Mesmo consciente desta dificuldade, Marcelo espera que os próximos meses venham trazer uma clarificação. Depois das autárquicas, as lideranças de PSD e CDS vão a votos e os dois partidos terão oportunidade de reafirmar ou inverter o rumo.
Também nos próximos meses será mais fácil perceber se António Costa tem ou não vontade de continuar para mais um mandato. Uma eventual alteração na liderança socialista pode desestabilizar o partido e provocar uma mudança de equilíbrios; já a continuidade de Costa pode ser um seguro de vida do PS. Só quando tudo estiver mais nítido é que será possível ver com linhas se cose o país político.
Desgaste do Governo e aplicação da bazuca inspiram reservas
No imediato, o Chefe de Estado continua alarmado com o caminho escolhido pelo Governo. Para Marcelo, que transmitiu essas mesmas reservas nas audiências que manteve com os partidos, o Plano de Recuperação e Resiliência (PRR) é vago e pouco ambicioso. Por outras palavras: falta visão estratégica.
Para mais, Costa tem-se desdobrado, discurso após discurso, em promessas que têm por base o dinheiro europeu — e já usa esse argumento na estrada, de olhos postos no próximo desafio (de curto prazo): as eleições autárquicas.
No entender de Marcelo, o Executivo socialista revela sinais inegáveis de desgaste, parece incapaz de um novo impulso e está aparentemente mais concentrado em gerir a legislatura do que em encontrar novos rumos para o país. O Presidente queria mais: mais crescimento económico, mais reformas, mais ambição.
Ideias que voltou a repetir nesta audiência acrescentando novos-velhos lamentos: é preciso saber controlar e escrutinar a aplicação do dinheiro europeu.
Costa faz-se à estrada para dar gás aos candidatos autárquicos. Com um trunfo: o dinheiro europeu
Nem sequer é a primeira vez que o Presidente da República confessa o seu desconsolo. Ainda no arranque de julho, Marcelo falou publicamente sobre o documento resumindo-o em 15 palavrinhas: “Não há planos ideais, este não é um plano ideal, mas é o que temos.”

A TAREFA
De acordo com o texto extraído, como considera Marcelo o Plano de Recuperação e Resiliência (PRR)?

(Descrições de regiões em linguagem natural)

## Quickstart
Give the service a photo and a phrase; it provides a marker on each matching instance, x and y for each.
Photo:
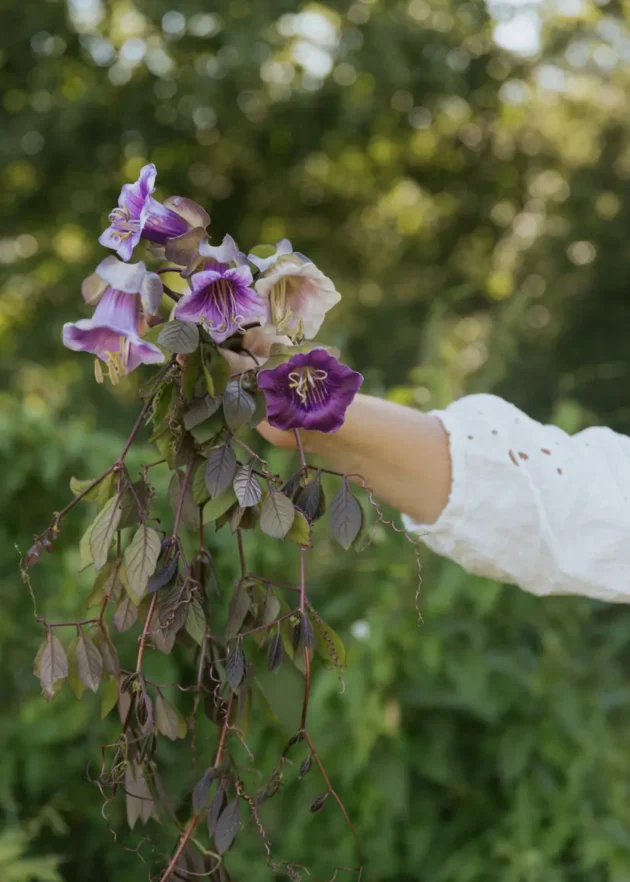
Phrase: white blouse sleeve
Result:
(532, 505)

RESPOSTA AO EXERCÍCIO
Marcelo considera-o vago e pouco ambicioso.